- [Information supplied]:
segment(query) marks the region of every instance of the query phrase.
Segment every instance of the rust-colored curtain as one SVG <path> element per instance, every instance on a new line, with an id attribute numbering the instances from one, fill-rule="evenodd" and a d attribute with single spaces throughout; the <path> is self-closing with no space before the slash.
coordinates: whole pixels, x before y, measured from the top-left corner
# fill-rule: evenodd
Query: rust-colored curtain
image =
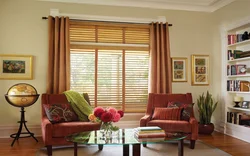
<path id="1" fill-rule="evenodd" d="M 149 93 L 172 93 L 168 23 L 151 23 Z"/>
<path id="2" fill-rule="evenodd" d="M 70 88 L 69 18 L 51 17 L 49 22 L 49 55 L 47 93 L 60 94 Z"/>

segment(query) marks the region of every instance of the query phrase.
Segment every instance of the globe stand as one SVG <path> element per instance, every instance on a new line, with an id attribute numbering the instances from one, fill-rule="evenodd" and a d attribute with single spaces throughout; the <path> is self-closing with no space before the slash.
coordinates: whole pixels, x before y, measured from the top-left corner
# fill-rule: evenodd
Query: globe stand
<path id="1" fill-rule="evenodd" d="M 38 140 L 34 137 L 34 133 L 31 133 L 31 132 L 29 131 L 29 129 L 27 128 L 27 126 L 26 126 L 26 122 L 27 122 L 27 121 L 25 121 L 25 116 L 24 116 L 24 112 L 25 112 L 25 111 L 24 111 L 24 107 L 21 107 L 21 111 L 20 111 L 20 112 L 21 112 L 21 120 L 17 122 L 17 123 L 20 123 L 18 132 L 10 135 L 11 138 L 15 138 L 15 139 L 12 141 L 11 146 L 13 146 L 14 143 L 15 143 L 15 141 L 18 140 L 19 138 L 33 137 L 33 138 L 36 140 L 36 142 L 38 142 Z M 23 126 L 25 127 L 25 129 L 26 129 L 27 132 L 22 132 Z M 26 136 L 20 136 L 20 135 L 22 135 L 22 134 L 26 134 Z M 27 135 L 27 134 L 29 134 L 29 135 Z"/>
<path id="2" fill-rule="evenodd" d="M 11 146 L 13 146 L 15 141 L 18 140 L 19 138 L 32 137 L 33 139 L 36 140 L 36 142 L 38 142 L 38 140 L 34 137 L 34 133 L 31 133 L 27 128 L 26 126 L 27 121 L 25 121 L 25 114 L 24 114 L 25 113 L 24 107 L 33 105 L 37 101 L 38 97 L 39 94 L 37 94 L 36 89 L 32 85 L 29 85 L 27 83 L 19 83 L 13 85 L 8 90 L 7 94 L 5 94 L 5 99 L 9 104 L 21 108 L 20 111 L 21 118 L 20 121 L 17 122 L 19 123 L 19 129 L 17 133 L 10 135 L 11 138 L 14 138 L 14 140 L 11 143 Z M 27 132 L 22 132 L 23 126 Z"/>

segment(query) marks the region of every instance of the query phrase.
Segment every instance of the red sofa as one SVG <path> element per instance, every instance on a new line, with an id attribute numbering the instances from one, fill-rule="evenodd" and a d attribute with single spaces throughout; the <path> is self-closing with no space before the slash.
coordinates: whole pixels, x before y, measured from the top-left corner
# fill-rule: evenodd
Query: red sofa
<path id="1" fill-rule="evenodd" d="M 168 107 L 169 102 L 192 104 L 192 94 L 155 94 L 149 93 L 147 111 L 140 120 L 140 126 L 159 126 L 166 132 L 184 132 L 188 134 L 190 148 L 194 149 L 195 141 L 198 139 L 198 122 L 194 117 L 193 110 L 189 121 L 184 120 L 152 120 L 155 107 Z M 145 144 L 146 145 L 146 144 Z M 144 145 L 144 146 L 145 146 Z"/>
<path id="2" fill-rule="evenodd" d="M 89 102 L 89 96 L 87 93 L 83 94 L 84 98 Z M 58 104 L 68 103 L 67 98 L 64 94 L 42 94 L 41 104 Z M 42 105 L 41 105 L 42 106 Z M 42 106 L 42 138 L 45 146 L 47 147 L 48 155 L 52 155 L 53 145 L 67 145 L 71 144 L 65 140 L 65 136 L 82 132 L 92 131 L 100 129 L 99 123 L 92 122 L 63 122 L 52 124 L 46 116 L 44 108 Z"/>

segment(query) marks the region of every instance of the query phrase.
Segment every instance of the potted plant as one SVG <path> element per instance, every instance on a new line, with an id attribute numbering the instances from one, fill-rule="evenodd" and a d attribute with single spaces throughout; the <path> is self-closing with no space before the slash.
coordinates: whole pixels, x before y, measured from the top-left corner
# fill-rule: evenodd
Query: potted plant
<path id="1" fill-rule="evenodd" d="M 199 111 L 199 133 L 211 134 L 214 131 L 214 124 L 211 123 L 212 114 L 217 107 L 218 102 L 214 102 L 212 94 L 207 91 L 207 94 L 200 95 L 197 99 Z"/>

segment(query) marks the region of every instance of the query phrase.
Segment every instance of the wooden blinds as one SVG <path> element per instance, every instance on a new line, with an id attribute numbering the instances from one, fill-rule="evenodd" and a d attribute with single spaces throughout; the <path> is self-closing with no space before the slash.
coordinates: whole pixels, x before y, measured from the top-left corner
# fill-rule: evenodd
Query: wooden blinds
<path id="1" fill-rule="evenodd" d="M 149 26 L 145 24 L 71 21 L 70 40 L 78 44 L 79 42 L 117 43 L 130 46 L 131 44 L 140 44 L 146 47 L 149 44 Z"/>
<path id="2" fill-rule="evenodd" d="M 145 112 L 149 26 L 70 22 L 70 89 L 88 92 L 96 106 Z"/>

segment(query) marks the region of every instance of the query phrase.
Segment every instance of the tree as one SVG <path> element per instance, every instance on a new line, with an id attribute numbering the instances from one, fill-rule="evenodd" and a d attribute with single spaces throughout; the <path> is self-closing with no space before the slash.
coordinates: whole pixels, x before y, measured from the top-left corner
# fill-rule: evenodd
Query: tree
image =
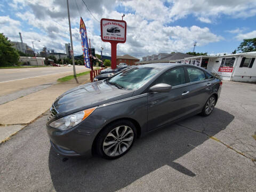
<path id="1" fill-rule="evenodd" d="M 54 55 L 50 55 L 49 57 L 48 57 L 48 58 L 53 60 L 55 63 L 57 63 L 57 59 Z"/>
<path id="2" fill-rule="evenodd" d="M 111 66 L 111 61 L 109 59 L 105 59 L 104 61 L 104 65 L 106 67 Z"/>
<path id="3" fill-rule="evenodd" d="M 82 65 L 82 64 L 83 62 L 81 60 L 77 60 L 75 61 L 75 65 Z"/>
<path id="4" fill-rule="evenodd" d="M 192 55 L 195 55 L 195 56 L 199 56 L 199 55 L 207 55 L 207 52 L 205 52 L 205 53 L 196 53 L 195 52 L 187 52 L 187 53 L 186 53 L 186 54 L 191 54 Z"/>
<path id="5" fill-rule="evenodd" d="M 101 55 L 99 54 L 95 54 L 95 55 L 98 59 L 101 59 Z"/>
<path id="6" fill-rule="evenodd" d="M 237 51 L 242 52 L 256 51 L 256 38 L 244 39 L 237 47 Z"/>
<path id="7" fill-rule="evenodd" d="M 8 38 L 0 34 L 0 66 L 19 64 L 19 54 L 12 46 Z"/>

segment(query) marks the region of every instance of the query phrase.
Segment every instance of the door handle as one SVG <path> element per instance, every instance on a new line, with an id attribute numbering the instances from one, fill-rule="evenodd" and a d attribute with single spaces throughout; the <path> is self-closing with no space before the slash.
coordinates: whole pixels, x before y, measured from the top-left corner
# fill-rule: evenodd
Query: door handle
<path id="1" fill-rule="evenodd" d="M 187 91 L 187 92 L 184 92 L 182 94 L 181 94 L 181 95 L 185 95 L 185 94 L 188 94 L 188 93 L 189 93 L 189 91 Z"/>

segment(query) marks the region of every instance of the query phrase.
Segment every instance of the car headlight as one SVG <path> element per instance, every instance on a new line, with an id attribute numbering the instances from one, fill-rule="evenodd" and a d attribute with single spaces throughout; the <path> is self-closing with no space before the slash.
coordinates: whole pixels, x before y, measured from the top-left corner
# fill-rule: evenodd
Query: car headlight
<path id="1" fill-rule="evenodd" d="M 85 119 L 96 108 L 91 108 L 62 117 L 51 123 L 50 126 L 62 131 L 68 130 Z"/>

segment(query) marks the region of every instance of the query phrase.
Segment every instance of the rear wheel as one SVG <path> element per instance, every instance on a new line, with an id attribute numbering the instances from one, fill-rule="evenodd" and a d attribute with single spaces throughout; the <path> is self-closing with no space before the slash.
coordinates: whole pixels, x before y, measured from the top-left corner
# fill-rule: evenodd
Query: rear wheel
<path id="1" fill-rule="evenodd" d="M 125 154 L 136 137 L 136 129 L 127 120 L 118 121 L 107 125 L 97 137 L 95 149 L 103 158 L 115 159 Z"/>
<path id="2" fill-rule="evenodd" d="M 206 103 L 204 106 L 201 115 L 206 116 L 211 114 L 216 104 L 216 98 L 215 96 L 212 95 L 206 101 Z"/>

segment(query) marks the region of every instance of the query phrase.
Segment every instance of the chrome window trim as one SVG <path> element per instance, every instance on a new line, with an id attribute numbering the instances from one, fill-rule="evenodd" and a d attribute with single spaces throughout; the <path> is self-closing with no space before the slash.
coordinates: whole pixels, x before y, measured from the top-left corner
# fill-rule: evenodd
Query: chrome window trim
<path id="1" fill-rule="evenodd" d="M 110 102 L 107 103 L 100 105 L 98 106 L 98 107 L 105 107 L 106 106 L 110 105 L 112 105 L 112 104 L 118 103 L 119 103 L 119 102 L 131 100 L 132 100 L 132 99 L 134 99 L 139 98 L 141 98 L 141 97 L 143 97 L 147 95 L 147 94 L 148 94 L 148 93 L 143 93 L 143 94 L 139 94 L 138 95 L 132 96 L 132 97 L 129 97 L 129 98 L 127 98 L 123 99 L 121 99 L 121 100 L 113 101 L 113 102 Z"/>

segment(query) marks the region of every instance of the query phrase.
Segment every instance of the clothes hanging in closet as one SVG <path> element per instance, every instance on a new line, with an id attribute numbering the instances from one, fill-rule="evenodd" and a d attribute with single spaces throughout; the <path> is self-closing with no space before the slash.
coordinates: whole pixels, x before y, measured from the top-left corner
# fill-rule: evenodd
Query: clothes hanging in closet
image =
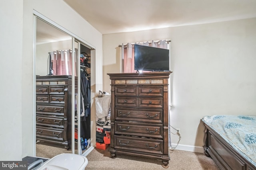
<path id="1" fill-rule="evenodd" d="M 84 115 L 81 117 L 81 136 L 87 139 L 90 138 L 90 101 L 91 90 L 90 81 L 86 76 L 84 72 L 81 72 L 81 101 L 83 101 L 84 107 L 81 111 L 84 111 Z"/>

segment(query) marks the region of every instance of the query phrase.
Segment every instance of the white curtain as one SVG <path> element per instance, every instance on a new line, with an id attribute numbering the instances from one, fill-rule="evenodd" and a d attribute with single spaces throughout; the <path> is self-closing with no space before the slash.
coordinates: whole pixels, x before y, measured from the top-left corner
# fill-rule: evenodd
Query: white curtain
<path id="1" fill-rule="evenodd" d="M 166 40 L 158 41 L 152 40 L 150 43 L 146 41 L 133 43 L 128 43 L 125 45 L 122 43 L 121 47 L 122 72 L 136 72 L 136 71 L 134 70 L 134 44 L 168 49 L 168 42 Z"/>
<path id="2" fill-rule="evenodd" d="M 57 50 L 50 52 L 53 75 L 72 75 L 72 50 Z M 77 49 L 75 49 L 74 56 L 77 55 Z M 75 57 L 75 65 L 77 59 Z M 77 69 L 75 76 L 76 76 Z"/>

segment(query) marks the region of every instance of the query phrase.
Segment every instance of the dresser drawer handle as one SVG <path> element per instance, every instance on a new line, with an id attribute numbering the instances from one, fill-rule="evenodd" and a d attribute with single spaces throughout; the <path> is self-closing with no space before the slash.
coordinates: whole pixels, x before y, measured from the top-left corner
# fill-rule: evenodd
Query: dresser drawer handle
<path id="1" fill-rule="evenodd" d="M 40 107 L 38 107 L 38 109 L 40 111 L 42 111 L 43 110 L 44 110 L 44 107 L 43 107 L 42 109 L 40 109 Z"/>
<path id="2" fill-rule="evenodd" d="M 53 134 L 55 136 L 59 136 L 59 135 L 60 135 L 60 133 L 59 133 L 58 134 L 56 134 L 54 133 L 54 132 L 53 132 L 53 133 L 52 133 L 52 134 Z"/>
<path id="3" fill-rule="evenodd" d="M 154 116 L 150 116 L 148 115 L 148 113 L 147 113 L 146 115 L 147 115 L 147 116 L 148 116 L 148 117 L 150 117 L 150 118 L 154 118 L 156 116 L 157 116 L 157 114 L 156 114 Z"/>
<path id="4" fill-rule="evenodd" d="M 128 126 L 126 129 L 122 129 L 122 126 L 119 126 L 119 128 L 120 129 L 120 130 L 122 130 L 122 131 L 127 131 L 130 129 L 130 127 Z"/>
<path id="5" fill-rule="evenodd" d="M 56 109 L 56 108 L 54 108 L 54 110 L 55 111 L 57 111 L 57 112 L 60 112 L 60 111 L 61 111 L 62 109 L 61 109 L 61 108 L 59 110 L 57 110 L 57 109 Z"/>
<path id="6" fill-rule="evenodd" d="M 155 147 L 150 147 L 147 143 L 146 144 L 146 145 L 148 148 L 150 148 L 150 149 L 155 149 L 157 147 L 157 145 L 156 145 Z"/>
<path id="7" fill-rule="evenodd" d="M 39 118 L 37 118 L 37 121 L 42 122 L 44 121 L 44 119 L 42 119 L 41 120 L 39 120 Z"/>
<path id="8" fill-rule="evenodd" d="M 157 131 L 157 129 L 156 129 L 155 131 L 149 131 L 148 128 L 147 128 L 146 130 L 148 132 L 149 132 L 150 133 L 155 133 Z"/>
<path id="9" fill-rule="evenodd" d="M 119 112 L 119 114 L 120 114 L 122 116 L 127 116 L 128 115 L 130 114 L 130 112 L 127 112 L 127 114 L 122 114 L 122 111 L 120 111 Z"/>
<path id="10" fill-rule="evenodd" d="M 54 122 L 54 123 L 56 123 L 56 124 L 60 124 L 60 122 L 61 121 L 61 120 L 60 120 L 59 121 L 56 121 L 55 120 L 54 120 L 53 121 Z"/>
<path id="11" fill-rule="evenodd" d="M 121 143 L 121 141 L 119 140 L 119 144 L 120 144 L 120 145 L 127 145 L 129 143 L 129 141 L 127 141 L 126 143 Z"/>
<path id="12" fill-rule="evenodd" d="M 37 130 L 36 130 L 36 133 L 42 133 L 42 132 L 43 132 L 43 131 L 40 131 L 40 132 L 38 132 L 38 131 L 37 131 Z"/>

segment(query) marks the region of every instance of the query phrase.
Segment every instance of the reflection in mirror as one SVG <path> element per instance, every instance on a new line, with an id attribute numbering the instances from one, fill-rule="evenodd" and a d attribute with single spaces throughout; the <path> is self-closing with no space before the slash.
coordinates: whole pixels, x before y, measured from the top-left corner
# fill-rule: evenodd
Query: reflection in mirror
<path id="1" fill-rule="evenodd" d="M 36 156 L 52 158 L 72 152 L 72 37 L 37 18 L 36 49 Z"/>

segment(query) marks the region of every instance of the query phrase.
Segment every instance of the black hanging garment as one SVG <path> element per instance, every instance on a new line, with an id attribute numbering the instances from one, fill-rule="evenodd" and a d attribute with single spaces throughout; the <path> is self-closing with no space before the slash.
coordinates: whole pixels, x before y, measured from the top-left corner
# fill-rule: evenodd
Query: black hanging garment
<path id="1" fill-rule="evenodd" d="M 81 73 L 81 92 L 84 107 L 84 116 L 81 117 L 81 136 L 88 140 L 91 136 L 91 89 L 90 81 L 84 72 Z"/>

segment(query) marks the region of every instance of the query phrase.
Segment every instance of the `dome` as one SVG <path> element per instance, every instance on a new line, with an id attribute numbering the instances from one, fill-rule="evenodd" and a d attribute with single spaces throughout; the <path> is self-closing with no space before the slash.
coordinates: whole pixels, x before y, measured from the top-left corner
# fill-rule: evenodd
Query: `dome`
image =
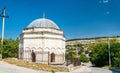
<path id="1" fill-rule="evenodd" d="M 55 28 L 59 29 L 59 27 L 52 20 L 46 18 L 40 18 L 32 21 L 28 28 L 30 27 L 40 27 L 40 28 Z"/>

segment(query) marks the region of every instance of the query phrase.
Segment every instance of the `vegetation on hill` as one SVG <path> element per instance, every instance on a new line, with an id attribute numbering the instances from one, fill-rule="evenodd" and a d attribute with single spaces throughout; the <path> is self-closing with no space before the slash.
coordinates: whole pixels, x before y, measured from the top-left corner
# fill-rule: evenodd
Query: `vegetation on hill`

- [Task instructions]:
Starting at the very top of the rows and stopping after the line that contains "70 88 L 69 18", reproduce that text with "rust-colored curtain" changed to "orange drape" and everything else left as it is. Omit the picture from your version.

- [Task output]:
segment(query) marks the region of every instance of the query phrase.
Segment every instance of the orange drape as one SVG <path> element per instance, every instance on a new line, with an id attribute numbering the instances from one, fill-rule="evenodd" and a d attribute with single spaces throughout; the <path> is self-closing with no space before the slash.
coordinates: whole pixels, x before y, measured from the top-left corner
# fill-rule: evenodd
Query: orange drape
image =
<path id="1" fill-rule="evenodd" d="M 149 93 L 172 93 L 168 23 L 151 23 Z"/>
<path id="2" fill-rule="evenodd" d="M 70 88 L 69 18 L 51 17 L 49 22 L 49 55 L 47 93 L 60 94 Z"/>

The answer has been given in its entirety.